EXERCISE AIM
The expected response is an exact repetition of every record, with images excluded.

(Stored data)
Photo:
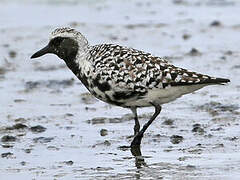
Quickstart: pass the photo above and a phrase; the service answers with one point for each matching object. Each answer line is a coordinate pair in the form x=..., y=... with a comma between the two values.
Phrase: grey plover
x=124, y=76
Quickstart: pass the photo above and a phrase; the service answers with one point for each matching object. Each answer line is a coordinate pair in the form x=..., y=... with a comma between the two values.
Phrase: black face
x=64, y=47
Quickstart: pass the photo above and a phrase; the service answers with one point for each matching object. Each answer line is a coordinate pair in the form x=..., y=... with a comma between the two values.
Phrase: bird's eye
x=56, y=41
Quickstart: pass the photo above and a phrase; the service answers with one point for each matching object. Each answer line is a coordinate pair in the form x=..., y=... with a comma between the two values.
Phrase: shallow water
x=51, y=128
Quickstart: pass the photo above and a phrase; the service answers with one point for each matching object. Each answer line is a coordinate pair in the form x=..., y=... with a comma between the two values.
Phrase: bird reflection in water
x=139, y=159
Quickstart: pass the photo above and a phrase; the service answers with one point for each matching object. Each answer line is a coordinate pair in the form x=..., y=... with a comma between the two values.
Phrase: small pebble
x=38, y=129
x=12, y=54
x=176, y=139
x=8, y=138
x=103, y=132
x=194, y=52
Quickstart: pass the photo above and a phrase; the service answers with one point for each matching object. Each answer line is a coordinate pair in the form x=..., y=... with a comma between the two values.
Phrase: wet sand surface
x=52, y=128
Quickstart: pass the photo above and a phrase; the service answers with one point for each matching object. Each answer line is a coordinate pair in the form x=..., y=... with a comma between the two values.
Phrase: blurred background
x=52, y=128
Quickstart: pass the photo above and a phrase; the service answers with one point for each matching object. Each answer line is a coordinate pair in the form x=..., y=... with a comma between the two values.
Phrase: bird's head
x=65, y=43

THE COMPLETED TASK
Photo:
Quickstart: pass the photo above and a phrase; the service answers with one point for each matching object. Each answer line is a coordinate pair in the form x=..., y=... with a comma between the two values.
Phrase: grey plover
x=124, y=76
Quickstart: pass the photo above and a phrase; the service answers with one point for each matching object. Each answer line is a coordinate pair in the form x=..., y=... with a comma between the two values.
Phrase: black face
x=64, y=47
Quickstart: pass the photo above and a phrase; the service answers with one point for each matching object. Each answer line is a coordinate pair in the form x=..., y=... with a comma between the two values.
Phrase: bird's eye
x=56, y=41
Quickstart: pass the photo above and a phrase; the service answers with one point for each matching object. Each answer line is a coordinate pair in the form x=..., y=... with a comma between the two values.
Phrase: shallow water
x=51, y=128
Quickstart: pass the photo above and a phrase; the service answers with one point for each matching object. Each answer line is a coordinate pair in the form x=..., y=... with a comma between the two values.
Phrase: bird reflection in water
x=139, y=159
Quickstart: pass the photo above and a phrase; the service answers with one point for each matching object. Each answer line is a coordinate pair in the form x=..., y=... with a comma between the two values.
Phrase: small pebble
x=38, y=129
x=12, y=54
x=176, y=139
x=8, y=138
x=103, y=132
x=194, y=52
Quickstart: pass the photo above and a phrase; the service answers with one point for each matching object. Each answer line is a coordinate pair in the form x=..., y=... with a comma between the two values.
Phrase: wet sand surface
x=52, y=128
Quickstart: pass the photo above and a phrase; the service answers with one point for each matching object. Each answer line is a coordinate pair in the form x=..., y=... with a comma between the two values.
Phrase: blurred background
x=52, y=128
Quickstart: pass the photo above and a phrase; the service answers with one point for each matching object. Each answer line is a coordinate pair in the form x=..., y=... with a comma between the two values.
Phrase: bird's head
x=65, y=43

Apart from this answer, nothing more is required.